* **Action item**:
Below are records; write all of them out exactly.

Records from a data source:
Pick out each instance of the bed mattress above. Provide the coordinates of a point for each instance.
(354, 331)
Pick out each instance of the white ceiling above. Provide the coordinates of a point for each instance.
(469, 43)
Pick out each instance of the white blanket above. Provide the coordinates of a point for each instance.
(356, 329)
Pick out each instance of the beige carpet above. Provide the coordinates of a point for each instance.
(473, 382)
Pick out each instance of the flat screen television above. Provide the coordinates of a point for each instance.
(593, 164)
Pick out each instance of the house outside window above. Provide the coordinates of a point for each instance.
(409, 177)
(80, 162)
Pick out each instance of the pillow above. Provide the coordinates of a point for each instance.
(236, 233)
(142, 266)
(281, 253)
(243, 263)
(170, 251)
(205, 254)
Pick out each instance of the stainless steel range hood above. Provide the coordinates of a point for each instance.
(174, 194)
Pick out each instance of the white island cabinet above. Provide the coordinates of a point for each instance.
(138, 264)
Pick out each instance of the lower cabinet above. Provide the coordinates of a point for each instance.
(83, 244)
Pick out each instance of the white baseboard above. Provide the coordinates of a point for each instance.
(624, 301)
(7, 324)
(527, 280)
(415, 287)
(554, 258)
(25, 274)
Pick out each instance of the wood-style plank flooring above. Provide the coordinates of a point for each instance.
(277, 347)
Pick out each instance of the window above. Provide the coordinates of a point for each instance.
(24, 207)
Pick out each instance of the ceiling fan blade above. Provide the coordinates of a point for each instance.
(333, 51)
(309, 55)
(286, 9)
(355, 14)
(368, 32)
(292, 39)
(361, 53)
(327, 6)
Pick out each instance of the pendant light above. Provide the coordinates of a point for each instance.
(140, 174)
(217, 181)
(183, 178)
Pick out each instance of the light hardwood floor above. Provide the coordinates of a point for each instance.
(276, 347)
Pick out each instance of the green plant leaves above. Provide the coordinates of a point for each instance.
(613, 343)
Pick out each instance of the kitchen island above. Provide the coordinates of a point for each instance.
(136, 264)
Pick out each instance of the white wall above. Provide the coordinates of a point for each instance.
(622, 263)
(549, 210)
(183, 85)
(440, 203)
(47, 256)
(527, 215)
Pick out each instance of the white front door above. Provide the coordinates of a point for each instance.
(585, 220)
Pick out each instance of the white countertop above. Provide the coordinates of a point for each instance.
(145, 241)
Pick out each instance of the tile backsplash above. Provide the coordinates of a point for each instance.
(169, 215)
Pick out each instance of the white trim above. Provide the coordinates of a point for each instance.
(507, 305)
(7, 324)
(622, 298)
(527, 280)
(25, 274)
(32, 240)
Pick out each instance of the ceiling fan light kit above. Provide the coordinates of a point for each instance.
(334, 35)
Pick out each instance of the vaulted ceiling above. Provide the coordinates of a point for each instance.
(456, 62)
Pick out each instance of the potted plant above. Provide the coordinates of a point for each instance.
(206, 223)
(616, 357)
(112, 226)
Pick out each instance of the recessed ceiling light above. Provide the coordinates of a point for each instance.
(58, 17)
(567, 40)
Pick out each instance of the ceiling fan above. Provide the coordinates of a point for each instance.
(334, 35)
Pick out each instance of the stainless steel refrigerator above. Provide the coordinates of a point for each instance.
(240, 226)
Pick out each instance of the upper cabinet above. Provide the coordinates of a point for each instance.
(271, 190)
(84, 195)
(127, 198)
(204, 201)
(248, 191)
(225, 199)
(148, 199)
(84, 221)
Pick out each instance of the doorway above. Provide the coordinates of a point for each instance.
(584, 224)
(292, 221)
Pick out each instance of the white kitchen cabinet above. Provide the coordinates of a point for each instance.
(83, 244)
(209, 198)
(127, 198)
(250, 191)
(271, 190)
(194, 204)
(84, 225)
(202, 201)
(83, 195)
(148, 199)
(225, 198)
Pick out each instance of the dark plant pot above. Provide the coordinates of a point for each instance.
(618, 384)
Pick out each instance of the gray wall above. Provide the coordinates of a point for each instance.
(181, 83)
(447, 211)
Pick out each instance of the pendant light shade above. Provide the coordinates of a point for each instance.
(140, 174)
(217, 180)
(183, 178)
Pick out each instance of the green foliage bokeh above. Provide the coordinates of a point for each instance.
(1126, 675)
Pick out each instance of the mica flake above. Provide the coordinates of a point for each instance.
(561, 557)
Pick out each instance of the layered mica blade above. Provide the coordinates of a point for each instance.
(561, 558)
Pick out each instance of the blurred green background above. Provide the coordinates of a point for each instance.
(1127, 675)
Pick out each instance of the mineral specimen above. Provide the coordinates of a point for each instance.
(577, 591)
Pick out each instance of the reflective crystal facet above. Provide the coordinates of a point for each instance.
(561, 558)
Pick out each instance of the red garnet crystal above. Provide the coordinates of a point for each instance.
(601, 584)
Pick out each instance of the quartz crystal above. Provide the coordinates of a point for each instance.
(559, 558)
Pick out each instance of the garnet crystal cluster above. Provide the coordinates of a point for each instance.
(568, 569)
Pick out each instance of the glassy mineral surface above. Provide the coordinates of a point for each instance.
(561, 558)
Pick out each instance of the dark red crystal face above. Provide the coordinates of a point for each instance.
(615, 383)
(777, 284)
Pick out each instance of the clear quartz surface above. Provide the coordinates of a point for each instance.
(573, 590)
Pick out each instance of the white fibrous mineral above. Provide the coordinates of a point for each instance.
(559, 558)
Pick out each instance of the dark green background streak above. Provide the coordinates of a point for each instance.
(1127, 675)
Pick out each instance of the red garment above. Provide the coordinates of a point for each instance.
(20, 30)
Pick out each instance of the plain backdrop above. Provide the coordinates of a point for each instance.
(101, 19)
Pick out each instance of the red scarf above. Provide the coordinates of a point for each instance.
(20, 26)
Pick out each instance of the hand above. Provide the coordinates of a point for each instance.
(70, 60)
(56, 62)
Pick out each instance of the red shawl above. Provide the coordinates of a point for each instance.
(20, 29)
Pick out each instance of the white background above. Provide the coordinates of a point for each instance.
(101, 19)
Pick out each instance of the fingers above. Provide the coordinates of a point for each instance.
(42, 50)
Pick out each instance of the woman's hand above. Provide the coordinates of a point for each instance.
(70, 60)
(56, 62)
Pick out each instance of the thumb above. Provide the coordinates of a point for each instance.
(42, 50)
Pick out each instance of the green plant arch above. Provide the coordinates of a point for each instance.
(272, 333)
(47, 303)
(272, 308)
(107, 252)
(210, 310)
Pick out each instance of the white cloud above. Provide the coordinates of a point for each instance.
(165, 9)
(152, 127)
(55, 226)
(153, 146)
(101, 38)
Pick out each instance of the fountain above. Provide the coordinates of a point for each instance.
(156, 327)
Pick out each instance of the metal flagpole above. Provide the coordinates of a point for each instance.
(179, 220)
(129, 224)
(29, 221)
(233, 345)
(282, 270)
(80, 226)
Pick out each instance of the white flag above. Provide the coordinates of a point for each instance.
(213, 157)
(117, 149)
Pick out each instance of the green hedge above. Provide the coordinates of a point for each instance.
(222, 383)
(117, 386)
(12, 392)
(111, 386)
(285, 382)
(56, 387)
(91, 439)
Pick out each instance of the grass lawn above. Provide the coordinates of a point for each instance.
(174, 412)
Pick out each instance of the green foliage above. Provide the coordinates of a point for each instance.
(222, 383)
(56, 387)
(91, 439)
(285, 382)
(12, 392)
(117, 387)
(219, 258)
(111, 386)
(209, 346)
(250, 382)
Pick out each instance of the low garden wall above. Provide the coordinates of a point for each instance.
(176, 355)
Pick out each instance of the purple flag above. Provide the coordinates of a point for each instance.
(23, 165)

* **Output for this exercise**:
Pick out each instance of the bed mattress above. Provide the coordinates of a point for each instance.
(354, 331)
Pick out each instance of the white ceiling above. Provide the coordinates of a point for each instance.
(469, 43)
Pick out each instance of the white blanket above. Provide the coordinates of a point for each instance.
(356, 329)
Pick out each instance of the beige carpet above. Provide the coordinates of a point for each instance.
(473, 382)
Pick out each instance of the flat screen television above. Provide the coordinates of a point for each instance.
(593, 164)
Pick out each instance of the house outside window above. Provide the coordinates of a point for each instance.
(409, 177)
(80, 162)
Pick out each instance of the pillow above. Provide the coordinates of a point for each instance.
(236, 233)
(142, 266)
(281, 253)
(243, 263)
(170, 251)
(205, 254)
Pick out each instance of the stainless steel range hood above. Provide the coordinates of a point for each instance.
(174, 194)
Pick out each instance of the white island cabinet above. Provide the coordinates of a point for each instance.
(138, 264)
Pick out each instance of the lower cabinet above. Provide the coordinates of a point for each instance.
(83, 244)
Pick out each instance of the white baseboard above. Provide the coordinates of a point for each instance.
(624, 301)
(7, 324)
(527, 280)
(415, 287)
(554, 258)
(25, 274)
Pick out each instance of the wood-style plank flooring above. Provide the coordinates of a point for each instance.
(277, 347)
Pick out each instance of the window above. Provide the coordinates of a point for each instance.
(24, 207)
Pick out each instance of the ceiling fan blade above. Provide the coordinates of a point for each instance.
(333, 51)
(309, 55)
(286, 9)
(355, 14)
(368, 32)
(292, 39)
(361, 53)
(327, 6)
Pick out each instance of the pendant light above. Provide the coordinates of a point for each instance.
(140, 174)
(217, 181)
(183, 178)
Pick out each instance of the light hardwood floor above. Provide the coordinates of a point for each instance.
(276, 347)
Pick out each instance of the green plant leaves above. Provide the coordinates of a point for each instance.
(613, 343)
Pick out each instance of the kitchen island above. Provide the coordinates of a point for each instance.
(136, 264)
Pick out each instance of the white wall above. Provide the coordinates of a point for each instance.
(622, 263)
(549, 210)
(183, 85)
(440, 203)
(47, 256)
(527, 215)
Pick out each instance of the white front door above. Provide the coordinates of a point for each instance.
(585, 220)
Pick out each instance of the white countertop above. Provide the coordinates of a point for each instance.
(145, 241)
Pick out each instance of the tile backsplash above. Provide the coordinates of a point for each instance.
(169, 215)
Pick out each instance of the white trim above. Provide the coordinates of a point for each instance.
(507, 305)
(7, 324)
(622, 298)
(527, 280)
(25, 274)
(32, 240)
Pick out each instance of the ceiling fan light kit above. Provide the coordinates of a point for each instance.
(334, 35)
Pick out each instance of the vaulted ceiling above. Provide the coordinates of a point for each instance.
(456, 62)
Pick out each instance of the potted plant above. Provide the coordinates of a point for each instance.
(206, 223)
(616, 357)
(112, 226)
Pick out each instance of the recessed ceiling light above. Provide the coordinates of a point for each instance.
(58, 17)
(567, 40)
Pick out each instance of the ceiling fan above. Provide the coordinates of a point for each instance.
(334, 35)
Pick out each instance of the stainless steel refrigerator above. Provide the coordinates of a point for each instance.
(240, 226)
Pick out each instance of the upper cabinet above. Provide the coordinates of a point for each instance.
(271, 190)
(84, 195)
(127, 198)
(204, 201)
(248, 191)
(225, 199)
(148, 199)
(84, 221)
Pick out each instance of the doorway above. Provide the coordinates of a point for each instance.
(584, 224)
(292, 221)
Pick out each instance of the white kitchen cabinet above. Provide the coordinates of a point for each instance.
(83, 244)
(209, 198)
(127, 198)
(250, 191)
(271, 190)
(194, 204)
(84, 225)
(202, 201)
(83, 195)
(148, 199)
(225, 198)
Pick out each instance of the dark plant pot above. Provide the coordinates of a point for each instance.
(618, 384)
Pick out each instance of the gray wall above. Provide the coordinates of a point for each instance.
(181, 83)
(447, 211)
Pick out each instance of the pendant light shade above. Provide the coordinates of a point for each instance.
(140, 174)
(217, 180)
(183, 178)
Pick out each instance of the green foliage bokeh above. Provide the coordinates of a point for each instance.
(1126, 675)
Pick out each instance of the mica flake above. Provide the coordinates of a point for each instance.
(561, 557)
Pick out each instance of the layered mica blade above. Provide the coordinates of a point for each instance.
(561, 558)
Pick out each instance of the blurred green background above. Provide the coordinates of a point for each instance.
(1127, 675)
Pick out each instance of the mineral specimen above. Provide the coordinates of a point for each instance.
(577, 591)
Pick out each instance of the reflective crystal facet above. Provide the coordinates of a point for each instance.
(561, 558)
Pick out each instance of the red garnet crystal above. Provide the coordinates of a point for each instance.
(601, 584)
Pick out each instance of the quartz crystal above. Provide the coordinates of a point for each instance.
(559, 558)
Pick out each instance of the garnet crystal cluster above. Provide the coordinates of a point for each instance.
(568, 569)
Pick out each instance of the glassy mineral surface above. Provide the coordinates of a point for each instance.
(561, 558)
Pick out each instance of the dark red crystal face above. Provide the coordinates of a point for each instance.
(615, 383)
(777, 284)
Pick out each instance of the clear quartz surface above. Provide the coordinates of a point for each instance.
(573, 590)
Pick out each instance of the white fibrous mineral above. Provide the coordinates of a point for each instance.
(559, 558)
Pick out each instance of the dark green background streak above. Provide the coordinates of a point for each instance.
(1127, 675)
Pick out each instance of the red garment above. Provide the coordinates of a point for each instance.
(20, 30)
Pick out each instance of the plain backdrop above. Provide the coordinates of a point for each instance.
(101, 19)
Pick out each instance of the red scarf above. Provide the coordinates of a point for each instance.
(20, 26)
Pick out each instance of the hand above. Provide the coordinates of a point for each instance.
(70, 60)
(56, 62)
Pick out each instance of the red shawl above. Provide the coordinates of a point for each instance.
(20, 29)
Pick out each instance of the white background above. Provide the coordinates of a point for each instance.
(101, 19)
Pick out each instance of the fingers above. Provide the coordinates of a point for each instance.
(42, 50)
Pick out each instance of the woman's hand above. Provide the coordinates of a point for each instance.
(70, 60)
(56, 62)
Pick out each instance of the thumb above. Provide the coordinates of a point for each instance.
(42, 50)
Pick out each instance of the green plant arch above. Provide the coordinates of a point for each instance.
(272, 333)
(47, 303)
(272, 308)
(107, 252)
(210, 310)
Pick out each instance of the white cloud above. Provide the coordinates of a point for each instance.
(165, 9)
(152, 127)
(55, 226)
(153, 146)
(101, 38)
Pick out each instance of the fountain above. Provide the coordinates of a point for each instance.
(156, 327)
Pick out each instance of the metal flagpole above. Provide the coordinates of a point for each instance.
(179, 220)
(129, 224)
(29, 221)
(233, 345)
(282, 270)
(80, 226)
Pick out each instance of the white flag above. Provide the coordinates of a point for each instance.
(213, 157)
(117, 149)
Pick out each instance of the green hedge above. Provide the coordinates of a point for each instance.
(222, 383)
(117, 386)
(12, 392)
(111, 386)
(285, 382)
(56, 387)
(91, 439)
Pick out each instance of the grass lawn above. Provide the coordinates of a point for each instance.
(174, 412)
Pick out each instance of the green foliage above. Provide the coordinates of a point for each instance.
(222, 383)
(56, 387)
(91, 439)
(285, 382)
(12, 392)
(117, 387)
(219, 258)
(111, 386)
(209, 346)
(250, 382)
Pick out each instance of the low garden wall above. Provide the coordinates of a point for each instance.
(176, 355)
Pick out each instance of the purple flag above. Provide the coordinates of a point for each instance.
(23, 165)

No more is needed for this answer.